§ **Извлечённый текст**
--------

Над самым Кольским полуостровом мы летели часа полтора. Делать было нечего, и я все время смотрел вниз. Но сколько ни смотрел, не увидел там, под нами, ни одного людского жилья.

В двенадцать часов дня мы приземлились.

Кругом лежал снег — север уже окончательно вступил в свои права: картина, знакомая по 1938 году, когда я в первый раз был в этих краях.

Дожидаясь машины, которая довезла бы нас до города, мы просидели два часа в штабе авиадивизии. Летчики расспрашивали меня о том, как дела на юге. Почему-то это их интересовало больше всего другого. Может быть, по закону контраста.

Мы доехали до Мурманска на разбитой полуторке. За те три с половиной года, что я в нем не был, город заметно отстроился. Вместо единичных каменных домов в нем уже были две или три сплошь каменные улицы и большой пятиэтажный проспект Сталина.

Заехав в редакцию армейской газеты и побывав в этот же вечер на командном пункте 14-й армии, расположившемся за городом, в неприметном глухом месте между сопок, мы к ночи добрались до гостиницы «Арктика», в которой, на наше счастье, оказался свободный номер, да притом еще, как обычно называют в провинциальных гостиницах, «правительственный». В номере было целых две комнаты, так называемая «люксовая мебель» и наработавшая ванна, которую потом мои коллеги-фотокорреспонденты сделали своей лабораторией.

После всех перелетов и переездов этого дня — по морю, по воздуху и по суше — мы заснули как мертвые.

Два следующих дня ушли на знакомство с людьми и выяснение, как, с кем и с чьего разрешения можно съездить к английским летчикам, чтобы сделать о них очерк. Тем временем из Архангельска прилетел Юрий Герман, и мы вместе с ним и с работником политотдела армии Развиловским поехали к англичанам.

Поездка началась с того, что мы направились в Грязное, на командный пункт командующего морской авиацией генерал-майора Кузнецова, Английские летчики находились в его непосредственном подчинении, и от него зависело разрешение посетить англичан.

Командный пункт Кузнецова был устроен под землей, врезан в холм и оборудован, я бы сказал, по корабельному принципу — с отсеками, с каютами, с иллюминаторами. Чисто и уютно. Сам генерал Кузнецов был красивый мужчина, из-за своей седины казавшийся по крайней мере сорокалетним, но когда я поближе пригляделся к нему, то понял, что ему едва ли перевалило за тридцать. Он говорил с нами сдержанно, с достоинством и с той, ставшей уже традиционной для всех имеющих отношение к флоту привычкой несколько акцентировать эту свою принадлежность и подчеркивать превосходство всего морского над сухопутным. Хотя, вообще-то говоря, и сам генерал Кузнецов, и все его летчики-истребители были воспитаны на сухопутье и отличались от других здешних летчиков-истребителей главным образом тем, что ходили в морской форме.

--------

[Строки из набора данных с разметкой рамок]

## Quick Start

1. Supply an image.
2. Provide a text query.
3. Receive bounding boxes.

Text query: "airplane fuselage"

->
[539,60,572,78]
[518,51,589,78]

--------

§ **Полученное задание**
Допишите рассказ о поездке в Мурманск к английским летчикам, начав сразу после его последнего предложения.

§ **Результат упражнения**
Кузнецов рассказывал нам, что в его руках объединили и истребительную авиацию, и зенитную оборону и что благодаря этому он имеет возможность более планомерно отражать воздушные атаки немцев.

От Кузнецова мы поехали к англичанам. Нас встретил заведующий хозяйством этого английского авиационного крыла — мистер Ходсон. Это был маленький, плотный, краснолицый человек, очень предупредительный и вежливый, но с проскальзывавшими иногда металлическими нотами в голосе. До революции он подолгу жил в России: во время интервенции, как он сам рассказывал, был в Архангельске и Мурманске, а потом, по его словам, в течение последних двадцати лет служил в английском туристском бюро. Два или три раза за это время приезжал в СССР, но главным образом специализировался по Германии и знал ее, как он выразился, досконально.

С начала войны и до поездки к нам в Мурманск он работал в министерстве авиации. Как он нам объяснял, территория Англии разделена на несколько десятков округов, в каждом из которых имеется свой шеф-переводчик, он же, как я понял, контрразведчик, который на территории своего района допрашивает всех сбитых и попавших в плен немецких летчиков. Такая система, по словам мистера Ходсона, обеспечивала планомерность этой работы и создавала кадры опытных в своем деле людей.

Судя по пронзительному взгляду мистера Ходсона и по его манере держать себя, он и сам был человеком опытным. Надо думать, за двадцать лет работы в туристском бюро он основательно изучил и Германию и немцев и, наверно, хорошо умел их допрашивать...

Он казался мне похожим на управляющего каким-нибудь крупным имением, а моментами даже чудилось, что это не англичанин, а русский эмигрант. Очевидно, все же это было не так, но он совершенно изумительно говорил по-русски. На груди у мистера Ходсона красовалась целая радужная полоса — ленточки английских и французских орденов, которыми он был награжден за первую мировую войну.

Он любезно взялся сопровождать нас в течение всего времени нашего пребывания у англичан.

Стоявшая под Мурманском английская авиационная часть называлась «крылом». Крыло — это основная единица в британских воздушных силах. Она бывает и меньше и больше по своему составу. В одних случаях почти соответствует нашей дивизии, а в других — немножко превышает по количеству машин наш полнокомплектный авиационный полк.

Что меня удивило и что показалось заслуживающим внимания, так это то, как мало у англичан лишних людей в их штабном аппарате. Весь штаб крыла состоял из подполковника — командира крыла, из офицера Интеллидженс сервис — он же начальник штаба и начальник разведки в чине капитана, из мистера Ходсона — заведующего административной частью и трех унтер-офицеров — клерков штаба. Все остальное — только летный и технический состав.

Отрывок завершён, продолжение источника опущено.